### WRITTEN REQUEST
Copy the entries from the line with "superstructure, it would be much appreciated." through the end of the entries, substituting "vessel superstructure" for "ship superstructure" and leaving everything else unchanged.

Annotation dataset entries
┄┄┄┄┄┄
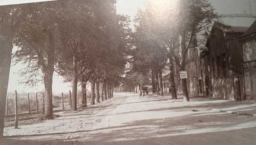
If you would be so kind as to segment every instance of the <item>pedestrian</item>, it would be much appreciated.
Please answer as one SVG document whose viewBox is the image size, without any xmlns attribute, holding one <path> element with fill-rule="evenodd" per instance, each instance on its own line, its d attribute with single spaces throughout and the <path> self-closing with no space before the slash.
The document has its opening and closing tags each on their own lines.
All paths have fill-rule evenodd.
<svg viewBox="0 0 256 145">
<path fill-rule="evenodd" d="M 140 98 L 139 98 L 140 99 L 141 98 L 142 96 L 142 90 L 140 89 Z"/>
</svg>

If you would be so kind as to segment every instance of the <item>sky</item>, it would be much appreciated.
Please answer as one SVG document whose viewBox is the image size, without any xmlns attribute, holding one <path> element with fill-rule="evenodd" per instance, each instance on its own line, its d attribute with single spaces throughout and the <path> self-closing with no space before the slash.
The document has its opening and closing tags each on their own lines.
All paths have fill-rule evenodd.
<svg viewBox="0 0 256 145">
<path fill-rule="evenodd" d="M 144 0 L 119 0 L 116 4 L 117 13 L 123 15 L 127 15 L 133 20 L 139 8 L 143 7 Z M 256 0 L 208 0 L 216 11 L 219 14 L 247 14 L 250 13 L 249 2 L 251 2 L 252 14 L 256 15 Z M 36 2 L 45 2 L 50 1 L 44 0 L 0 0 L 0 6 L 33 3 Z M 233 26 L 249 27 L 255 19 L 232 18 L 223 19 L 223 21 L 227 24 Z M 14 48 L 14 50 L 15 49 Z M 26 69 L 26 67 L 22 64 L 18 64 L 11 67 L 10 80 L 8 85 L 8 91 L 13 91 L 17 90 L 18 91 L 32 92 L 41 91 L 44 87 L 42 85 L 37 87 L 26 87 L 24 85 L 18 84 L 18 80 L 22 79 L 17 72 L 19 70 Z M 53 90 L 54 92 L 60 93 L 68 92 L 71 89 L 70 83 L 64 83 L 61 77 L 57 74 L 54 75 Z"/>
</svg>

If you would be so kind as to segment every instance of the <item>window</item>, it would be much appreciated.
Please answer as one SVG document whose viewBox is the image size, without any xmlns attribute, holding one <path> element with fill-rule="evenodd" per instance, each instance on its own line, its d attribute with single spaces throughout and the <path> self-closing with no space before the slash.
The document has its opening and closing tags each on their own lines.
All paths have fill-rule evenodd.
<svg viewBox="0 0 256 145">
<path fill-rule="evenodd" d="M 226 55 L 225 54 L 222 54 L 222 70 L 223 72 L 223 76 L 226 77 L 227 75 L 227 61 Z"/>
<path fill-rule="evenodd" d="M 215 61 L 214 60 L 214 57 L 211 58 L 211 63 L 212 65 L 212 76 L 214 78 L 216 77 L 216 71 L 215 69 Z"/>
<path fill-rule="evenodd" d="M 222 66 L 221 56 L 217 56 L 217 77 L 222 77 Z"/>
</svg>

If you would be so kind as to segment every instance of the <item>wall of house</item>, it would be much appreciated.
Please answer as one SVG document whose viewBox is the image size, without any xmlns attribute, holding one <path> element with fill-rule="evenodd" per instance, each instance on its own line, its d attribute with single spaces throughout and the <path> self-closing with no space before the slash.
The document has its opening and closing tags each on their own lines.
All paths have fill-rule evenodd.
<svg viewBox="0 0 256 145">
<path fill-rule="evenodd" d="M 234 100 L 234 81 L 242 76 L 242 52 L 234 38 L 242 33 L 225 33 L 216 29 L 211 32 L 208 61 L 210 62 L 212 96 L 215 98 Z M 241 87 L 241 86 L 240 86 Z M 242 89 L 241 89 L 242 90 Z"/>
<path fill-rule="evenodd" d="M 256 38 L 242 41 L 244 58 L 244 85 L 246 100 L 256 100 Z"/>
</svg>

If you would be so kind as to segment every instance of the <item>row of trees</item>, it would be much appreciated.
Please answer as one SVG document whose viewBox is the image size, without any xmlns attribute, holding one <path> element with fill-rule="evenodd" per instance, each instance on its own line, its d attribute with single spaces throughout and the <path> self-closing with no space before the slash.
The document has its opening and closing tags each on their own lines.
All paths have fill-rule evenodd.
<svg viewBox="0 0 256 145">
<path fill-rule="evenodd" d="M 162 74 L 168 65 L 172 98 L 177 99 L 174 67 L 189 71 L 189 51 L 205 43 L 217 17 L 207 0 L 147 1 L 135 19 L 132 69 L 150 77 L 153 92 L 161 90 L 163 95 Z M 184 101 L 189 101 L 186 80 L 181 81 Z"/>
<path fill-rule="evenodd" d="M 104 94 L 102 101 L 107 99 L 107 94 L 109 98 L 113 95 L 113 88 L 119 85 L 131 43 L 129 19 L 116 14 L 116 2 L 69 0 L 1 7 L 0 136 L 3 133 L 13 45 L 18 47 L 13 55 L 14 62 L 27 66 L 21 72 L 25 83 L 30 85 L 44 83 L 46 118 L 53 118 L 54 71 L 73 83 L 72 111 L 77 110 L 79 82 L 82 107 L 87 106 L 89 82 L 91 104 L 100 102 L 100 83 Z"/>
</svg>

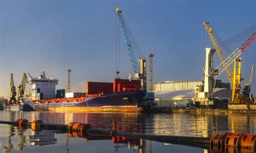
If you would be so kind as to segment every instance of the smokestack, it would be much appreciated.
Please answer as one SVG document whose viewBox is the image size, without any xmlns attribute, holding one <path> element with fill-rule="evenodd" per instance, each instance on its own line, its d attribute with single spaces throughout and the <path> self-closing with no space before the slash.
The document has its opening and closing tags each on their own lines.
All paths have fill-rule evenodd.
<svg viewBox="0 0 256 153">
<path fill-rule="evenodd" d="M 153 56 L 154 54 L 148 53 L 149 59 L 149 91 L 153 91 Z"/>
<path fill-rule="evenodd" d="M 68 84 L 66 85 L 66 92 L 70 92 L 70 74 L 71 70 L 68 69 Z"/>
</svg>

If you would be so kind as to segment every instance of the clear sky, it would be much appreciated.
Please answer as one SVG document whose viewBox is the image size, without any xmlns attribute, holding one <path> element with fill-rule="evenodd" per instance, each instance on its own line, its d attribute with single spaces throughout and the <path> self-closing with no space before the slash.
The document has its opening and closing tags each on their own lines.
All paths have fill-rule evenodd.
<svg viewBox="0 0 256 153">
<path fill-rule="evenodd" d="M 145 57 L 156 54 L 153 82 L 203 80 L 204 48 L 212 46 L 203 22 L 227 39 L 255 24 L 255 2 L 0 0 L 0 96 L 9 94 L 11 73 L 16 89 L 23 72 L 38 77 L 43 70 L 59 79 L 57 89 L 65 88 L 67 69 L 72 69 L 73 91 L 85 92 L 87 81 L 112 82 L 117 6 Z M 121 38 L 120 76 L 126 78 L 132 68 Z M 256 45 L 241 57 L 244 84 L 256 63 Z M 214 58 L 216 67 L 217 54 Z M 225 72 L 220 77 L 224 82 L 226 78 Z"/>
</svg>

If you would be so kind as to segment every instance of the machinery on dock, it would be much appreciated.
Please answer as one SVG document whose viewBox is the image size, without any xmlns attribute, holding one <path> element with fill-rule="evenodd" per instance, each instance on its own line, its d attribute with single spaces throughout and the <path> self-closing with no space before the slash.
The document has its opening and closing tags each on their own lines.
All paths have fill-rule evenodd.
<svg viewBox="0 0 256 153">
<path fill-rule="evenodd" d="M 251 85 L 252 84 L 252 82 L 253 78 L 253 73 L 254 72 L 254 64 L 252 64 L 252 70 L 251 72 L 251 75 L 249 79 L 249 82 L 245 84 L 245 86 L 242 89 L 242 94 L 246 95 L 247 98 L 251 98 L 250 96 L 251 92 Z"/>
<path fill-rule="evenodd" d="M 15 88 L 15 85 L 14 85 L 14 75 L 12 74 L 11 74 L 11 76 L 10 77 L 10 99 L 8 101 L 9 104 L 10 104 L 12 103 L 16 103 L 17 101 L 16 98 L 16 96 L 17 95 L 16 88 Z"/>
<path fill-rule="evenodd" d="M 143 57 L 139 47 L 138 47 L 136 40 L 133 39 L 132 34 L 130 30 L 124 16 L 123 15 L 123 12 L 120 11 L 118 8 L 116 8 L 116 11 L 117 13 L 117 17 L 120 23 L 121 30 L 124 36 L 124 39 L 129 53 L 132 68 L 133 69 L 133 72 L 134 73 L 134 77 L 136 79 L 141 80 L 142 89 L 147 90 L 146 60 Z M 134 51 L 136 51 L 136 52 Z M 136 57 L 136 53 L 137 58 Z M 138 59 L 138 60 L 137 60 L 137 59 Z M 137 63 L 138 60 L 139 62 L 139 68 Z M 117 70 L 118 77 L 119 73 L 119 70 Z"/>
<path fill-rule="evenodd" d="M 18 87 L 19 90 L 18 90 L 18 99 L 17 100 L 17 104 L 18 104 L 19 103 L 19 100 L 21 98 L 25 97 L 25 90 L 26 83 L 27 82 L 28 80 L 26 79 L 26 75 L 25 73 L 24 73 L 21 84 L 19 85 Z"/>
<path fill-rule="evenodd" d="M 241 93 L 241 81 L 244 80 L 241 77 L 241 59 L 237 59 L 234 61 L 234 76 L 231 104 L 247 105 L 253 103 L 253 98 L 252 95 L 250 94 L 250 92 L 254 68 L 254 65 L 253 64 L 249 82 L 245 84 Z"/>
<path fill-rule="evenodd" d="M 10 86 L 11 86 L 11 92 L 10 100 L 8 104 L 4 104 L 3 105 L 4 109 L 5 110 L 11 110 L 11 111 L 34 111 L 33 103 L 28 97 L 25 95 L 25 85 L 27 82 L 26 75 L 23 74 L 23 76 L 21 83 L 21 84 L 18 86 L 18 98 L 16 100 L 16 91 L 15 86 L 14 85 L 14 75 L 12 74 L 11 74 L 10 77 Z"/>
<path fill-rule="evenodd" d="M 221 48 L 220 48 L 220 46 L 217 41 L 216 37 L 213 34 L 213 29 L 210 26 L 209 23 L 208 22 L 204 22 L 204 25 L 205 27 L 205 30 L 207 32 L 208 34 L 209 35 L 209 37 L 211 39 L 211 40 L 212 41 L 212 44 L 214 46 L 214 49 L 216 52 L 217 53 L 218 56 L 219 56 L 220 62 L 223 64 L 226 64 L 226 61 L 225 61 L 226 57 L 225 57 L 224 54 L 223 53 L 223 52 L 222 51 Z M 233 82 L 233 74 L 231 68 L 228 66 L 227 67 L 226 69 L 225 69 L 225 70 L 226 71 L 226 73 L 227 74 L 227 78 L 228 78 L 230 83 L 232 83 Z"/>
<path fill-rule="evenodd" d="M 205 24 L 206 23 L 205 22 Z M 206 24 L 207 25 L 207 24 Z M 210 31 L 212 31 L 212 28 Z M 214 101 L 216 101 L 216 100 L 214 98 L 213 95 L 215 87 L 215 82 L 217 81 L 217 77 L 220 75 L 224 71 L 226 71 L 228 68 L 230 64 L 238 57 L 244 53 L 245 50 L 249 47 L 255 41 L 256 37 L 256 32 L 254 32 L 245 42 L 240 45 L 238 48 L 237 48 L 231 55 L 230 55 L 226 59 L 223 60 L 219 66 L 215 69 L 213 69 L 213 53 L 216 50 L 215 49 L 211 49 L 209 48 L 206 48 L 206 61 L 205 61 L 205 68 L 204 69 L 205 72 L 205 82 L 204 86 L 203 88 L 197 87 L 196 91 L 196 103 L 199 103 L 199 105 L 203 105 L 209 106 L 209 105 L 213 106 L 214 105 Z M 220 55 L 221 55 L 221 52 Z M 232 73 L 228 72 L 230 74 Z M 233 77 L 229 76 L 228 72 L 228 77 L 229 79 L 231 78 L 233 79 L 233 86 L 238 85 L 234 82 L 236 82 L 237 79 L 233 78 L 235 76 L 233 75 Z M 213 78 L 215 77 L 215 81 L 214 84 L 213 85 Z M 239 86 L 240 86 L 239 83 Z M 233 95 L 232 97 L 233 97 Z M 220 104 L 221 103 L 220 103 Z"/>
</svg>

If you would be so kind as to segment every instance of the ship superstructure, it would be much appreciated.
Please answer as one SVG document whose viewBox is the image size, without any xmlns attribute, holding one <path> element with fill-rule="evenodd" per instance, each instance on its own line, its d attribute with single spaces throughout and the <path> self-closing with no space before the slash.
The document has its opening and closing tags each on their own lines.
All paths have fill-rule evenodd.
<svg viewBox="0 0 256 153">
<path fill-rule="evenodd" d="M 32 85 L 31 96 L 32 100 L 55 98 L 56 85 L 58 79 L 52 77 L 46 78 L 46 73 L 43 71 L 40 77 L 29 79 L 29 84 Z"/>
</svg>

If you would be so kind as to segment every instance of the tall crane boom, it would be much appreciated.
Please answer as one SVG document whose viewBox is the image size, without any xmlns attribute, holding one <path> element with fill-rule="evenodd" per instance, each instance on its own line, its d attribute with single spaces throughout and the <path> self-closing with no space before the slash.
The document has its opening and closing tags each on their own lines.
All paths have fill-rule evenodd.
┄┄┄┄┄┄
### CORRECT ANSWER
If you would be so kind as to segment every instance of the vessel superstructure, it would be much appreciated.
Please answer as one SVG document whose viewBox is the image size, without any xmlns attribute, holding one <path> element with fill-rule="evenodd" per instance, each instance on its own line, its d attribute with single spaces throughout and the <path> self-closing with no space before the slash.
The document has its opening and closing tags each on their own lines.
All paths have fill-rule evenodd.
<svg viewBox="0 0 256 153">
<path fill-rule="evenodd" d="M 32 85 L 31 96 L 32 100 L 55 98 L 56 85 L 58 79 L 52 77 L 46 78 L 46 73 L 43 71 L 40 77 L 29 79 L 29 84 Z"/>
</svg>

If you would be so kind as to segment every instance of the tall crane boom, it would be much appreciated.
Please answer as one SVG document whose viewBox is the image size, without any xmlns attribute, holding one <path> element with fill-rule="evenodd" per instance, each instance on its own line, its d attribute with single spaces throughout and the <path> self-closing with no space before the slash.
The document has its opening and closing tags each on their own lines.
All paths have fill-rule evenodd.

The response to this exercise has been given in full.